━━━━━ Information given ━━━━━

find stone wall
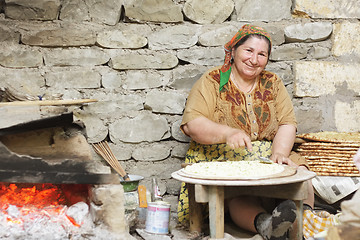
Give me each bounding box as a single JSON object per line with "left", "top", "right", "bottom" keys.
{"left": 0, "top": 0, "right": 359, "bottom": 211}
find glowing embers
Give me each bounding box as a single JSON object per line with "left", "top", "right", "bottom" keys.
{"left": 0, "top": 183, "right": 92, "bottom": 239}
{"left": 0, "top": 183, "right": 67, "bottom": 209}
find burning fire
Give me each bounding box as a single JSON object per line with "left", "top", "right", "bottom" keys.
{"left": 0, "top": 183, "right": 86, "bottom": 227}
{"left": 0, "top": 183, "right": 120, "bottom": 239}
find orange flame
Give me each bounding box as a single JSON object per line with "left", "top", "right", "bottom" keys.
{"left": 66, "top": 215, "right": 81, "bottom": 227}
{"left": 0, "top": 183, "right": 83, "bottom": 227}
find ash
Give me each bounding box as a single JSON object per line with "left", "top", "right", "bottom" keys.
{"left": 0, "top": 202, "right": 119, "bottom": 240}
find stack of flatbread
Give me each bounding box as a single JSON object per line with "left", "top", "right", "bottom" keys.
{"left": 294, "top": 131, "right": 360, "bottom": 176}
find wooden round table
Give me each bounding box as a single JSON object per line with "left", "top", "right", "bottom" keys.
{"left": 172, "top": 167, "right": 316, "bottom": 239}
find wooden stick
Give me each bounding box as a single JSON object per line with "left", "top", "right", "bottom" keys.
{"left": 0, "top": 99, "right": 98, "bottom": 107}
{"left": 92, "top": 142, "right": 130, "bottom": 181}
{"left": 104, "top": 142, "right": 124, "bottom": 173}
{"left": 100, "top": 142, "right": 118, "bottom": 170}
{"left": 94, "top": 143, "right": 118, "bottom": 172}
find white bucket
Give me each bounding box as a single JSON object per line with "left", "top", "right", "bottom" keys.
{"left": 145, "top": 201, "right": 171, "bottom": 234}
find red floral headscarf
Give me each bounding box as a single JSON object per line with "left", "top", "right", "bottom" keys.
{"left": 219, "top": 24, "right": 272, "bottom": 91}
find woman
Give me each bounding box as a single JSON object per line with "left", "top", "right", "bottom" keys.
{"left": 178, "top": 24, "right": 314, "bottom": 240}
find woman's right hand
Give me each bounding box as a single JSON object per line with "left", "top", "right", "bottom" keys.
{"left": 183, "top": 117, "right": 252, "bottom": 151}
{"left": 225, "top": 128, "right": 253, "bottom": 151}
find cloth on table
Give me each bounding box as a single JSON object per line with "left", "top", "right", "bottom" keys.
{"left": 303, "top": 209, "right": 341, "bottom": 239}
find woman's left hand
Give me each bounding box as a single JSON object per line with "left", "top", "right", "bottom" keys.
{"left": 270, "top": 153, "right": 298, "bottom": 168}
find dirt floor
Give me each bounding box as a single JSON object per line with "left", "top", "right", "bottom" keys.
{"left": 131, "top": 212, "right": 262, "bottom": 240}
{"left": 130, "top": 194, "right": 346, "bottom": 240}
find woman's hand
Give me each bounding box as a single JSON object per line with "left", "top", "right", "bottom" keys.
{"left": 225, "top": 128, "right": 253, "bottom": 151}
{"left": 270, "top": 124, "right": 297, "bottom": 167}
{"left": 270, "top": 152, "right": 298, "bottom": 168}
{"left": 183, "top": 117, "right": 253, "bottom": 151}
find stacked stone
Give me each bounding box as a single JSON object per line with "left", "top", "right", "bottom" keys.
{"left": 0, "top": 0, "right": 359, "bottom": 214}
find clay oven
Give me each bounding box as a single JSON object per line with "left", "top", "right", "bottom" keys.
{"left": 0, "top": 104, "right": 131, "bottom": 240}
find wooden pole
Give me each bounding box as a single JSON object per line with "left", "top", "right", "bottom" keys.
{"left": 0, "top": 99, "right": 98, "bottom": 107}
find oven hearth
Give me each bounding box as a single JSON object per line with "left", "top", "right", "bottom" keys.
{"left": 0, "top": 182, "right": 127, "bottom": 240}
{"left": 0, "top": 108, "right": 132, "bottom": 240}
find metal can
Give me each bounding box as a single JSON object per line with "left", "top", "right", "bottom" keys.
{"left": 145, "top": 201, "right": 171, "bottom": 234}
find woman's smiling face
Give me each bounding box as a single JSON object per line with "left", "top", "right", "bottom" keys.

━━━━━

▶ Exercise description: Exact repetition is required for the lines from the first one in the listing through the one that holds "find white bucket", and pictures are to be omitted.

▶ Written response:
find stone wall
Give me each bounding box as a single JSON object per line with "left", "top", "right", "bottom" keys.
{"left": 0, "top": 0, "right": 359, "bottom": 211}
find glowing embers
Give me each bounding box as a single JSON object per line with "left", "top", "right", "bottom" keys.
{"left": 0, "top": 183, "right": 92, "bottom": 239}
{"left": 0, "top": 183, "right": 67, "bottom": 209}
find burning fire
Give me each bounding box as a single JSON object per line with "left", "top", "right", "bottom" keys.
{"left": 0, "top": 183, "right": 86, "bottom": 227}
{"left": 0, "top": 183, "right": 120, "bottom": 239}
find orange flame
Give me each bounding box as a single JSON object per line with "left", "top", "right", "bottom" keys.
{"left": 66, "top": 215, "right": 81, "bottom": 227}
{"left": 0, "top": 183, "right": 83, "bottom": 227}
find ash
Give me each bounding box as a single JSON object per line with "left", "top", "right", "bottom" keys.
{"left": 0, "top": 202, "right": 119, "bottom": 240}
find stack of flatbread
Give me each bounding box as a single JSON object per line with "left", "top", "right", "bottom" keys.
{"left": 294, "top": 131, "right": 360, "bottom": 176}
find wooden round table
Give me each bounding box as a single JSON object per line with "left", "top", "right", "bottom" keys.
{"left": 172, "top": 167, "right": 316, "bottom": 239}
find wooden stick
Give me each bounding box as a single JSON object per line with "left", "top", "right", "bottom" keys.
{"left": 0, "top": 99, "right": 98, "bottom": 107}
{"left": 92, "top": 142, "right": 130, "bottom": 181}
{"left": 104, "top": 142, "right": 124, "bottom": 173}
{"left": 100, "top": 142, "right": 118, "bottom": 170}
{"left": 94, "top": 143, "right": 118, "bottom": 172}
find white bucket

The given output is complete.